World Tales
- First edition (US)
- Author: Idries Shah
- Language: English
- Publisher: Harcourt Brace Jovanovich (US) Octagon Press (UK)
- Publication date: December 25, 1979
- Publication place: United Kingdom
- Media type: Print
- Pages: 410
- ISBN: 0-15-199434-X
- OCLC: 4858129

= World Tales =

World Tales, subtitled "The Extraordinary Coincidence of Stories Told in All Times, in All Places" is a book of 65 folk tales collected by Idries Shah from around the world, mostly from literary sources. Some of the tales are very common, others are less well known.

==Content==
Each story is preceded by a short introduction by the author, giving a brief history of the tale's literary mutations, or remarking on the strange similarities that versions exhibit across great geographical or historical distances. The collection has had a broad appeal. For instance Canadian poet P. K. Page cited it as the book she would give to a child, and author and storyteller Norah Dooley: "This is the book that turned my interest as an adult to folklore and inspired me to take up storytelling." and has become a widely used sourcebook of tales.

Whilst Shah mentions many of the ancient and modern interpretations that have been placed on the tales, along with some of the theories of cross-cultural transmission, he himself interprets them little, writing in the introduction:

Working for thirty-five years among the written and oral sources of our world heritage in tales, one feels a truly living element in them which is startlingly evident when one isolates the 'basic' stories: the ones which tend to have travelled furthest, to have featured in the largest number of classical collections, to have inspired great writers of the past and present.
◆ ◆ ◆ ◆ ◆ ◆ ◆
Answer these questions from the World Tales page:
(a) How many pages does the book have?
(b) Which Canadian poet named it as the book she would give to a child?
(c) For how many years does Shah say he worked among the sources of tales?
◆ ◆ ◆ ◆ ◆ ◆ ◆
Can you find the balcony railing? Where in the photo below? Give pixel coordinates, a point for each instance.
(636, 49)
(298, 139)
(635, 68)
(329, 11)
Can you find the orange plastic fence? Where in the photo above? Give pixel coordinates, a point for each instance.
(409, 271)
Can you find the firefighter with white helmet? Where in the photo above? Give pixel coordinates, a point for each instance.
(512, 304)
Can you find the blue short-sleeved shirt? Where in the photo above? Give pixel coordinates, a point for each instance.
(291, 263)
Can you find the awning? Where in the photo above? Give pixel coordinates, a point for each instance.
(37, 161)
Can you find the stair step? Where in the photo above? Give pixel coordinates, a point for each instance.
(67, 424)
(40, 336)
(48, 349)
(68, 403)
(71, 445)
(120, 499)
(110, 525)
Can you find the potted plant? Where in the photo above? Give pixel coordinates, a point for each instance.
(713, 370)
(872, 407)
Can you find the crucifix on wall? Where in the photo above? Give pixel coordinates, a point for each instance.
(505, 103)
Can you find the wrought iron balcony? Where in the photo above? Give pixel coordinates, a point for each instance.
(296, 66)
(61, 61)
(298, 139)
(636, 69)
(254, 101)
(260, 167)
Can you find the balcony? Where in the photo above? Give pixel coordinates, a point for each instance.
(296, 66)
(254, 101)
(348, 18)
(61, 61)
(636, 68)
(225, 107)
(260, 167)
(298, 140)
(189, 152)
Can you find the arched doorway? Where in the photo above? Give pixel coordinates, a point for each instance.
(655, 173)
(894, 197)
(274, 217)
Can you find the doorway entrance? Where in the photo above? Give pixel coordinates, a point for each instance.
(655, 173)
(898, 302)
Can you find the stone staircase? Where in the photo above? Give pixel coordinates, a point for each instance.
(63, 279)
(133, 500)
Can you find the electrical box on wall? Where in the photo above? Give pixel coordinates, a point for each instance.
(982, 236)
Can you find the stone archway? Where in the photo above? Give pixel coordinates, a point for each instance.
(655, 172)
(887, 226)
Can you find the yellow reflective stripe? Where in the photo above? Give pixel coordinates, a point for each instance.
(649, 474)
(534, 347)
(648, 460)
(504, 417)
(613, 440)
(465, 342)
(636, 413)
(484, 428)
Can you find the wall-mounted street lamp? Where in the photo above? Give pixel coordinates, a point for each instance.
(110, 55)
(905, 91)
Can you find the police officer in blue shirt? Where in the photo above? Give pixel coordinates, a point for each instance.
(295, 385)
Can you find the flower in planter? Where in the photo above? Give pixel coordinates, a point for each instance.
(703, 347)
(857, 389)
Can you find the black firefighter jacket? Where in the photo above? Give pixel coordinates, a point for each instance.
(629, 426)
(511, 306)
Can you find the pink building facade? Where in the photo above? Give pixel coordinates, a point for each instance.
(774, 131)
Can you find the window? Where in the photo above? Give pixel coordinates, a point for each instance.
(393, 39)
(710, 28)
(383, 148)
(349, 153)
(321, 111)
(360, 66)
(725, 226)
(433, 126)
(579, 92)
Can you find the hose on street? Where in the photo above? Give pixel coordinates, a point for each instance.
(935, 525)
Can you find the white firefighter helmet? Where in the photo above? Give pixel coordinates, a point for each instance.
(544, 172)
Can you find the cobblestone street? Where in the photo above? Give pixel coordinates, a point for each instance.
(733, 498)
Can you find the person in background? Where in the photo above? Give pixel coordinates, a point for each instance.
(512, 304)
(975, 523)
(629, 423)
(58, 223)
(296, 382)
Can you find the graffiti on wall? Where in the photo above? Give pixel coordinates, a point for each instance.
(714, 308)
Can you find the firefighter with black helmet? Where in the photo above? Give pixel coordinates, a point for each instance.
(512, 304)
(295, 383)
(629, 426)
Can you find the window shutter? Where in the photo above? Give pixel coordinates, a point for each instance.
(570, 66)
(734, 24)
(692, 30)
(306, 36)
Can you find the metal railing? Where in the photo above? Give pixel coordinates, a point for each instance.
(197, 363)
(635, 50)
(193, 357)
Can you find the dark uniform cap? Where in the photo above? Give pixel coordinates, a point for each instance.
◆ ◆ ◆ ◆ ◆ ◆ ◆
In response:
(a) 410
(b) P. K. Page
(c) Thirty-five years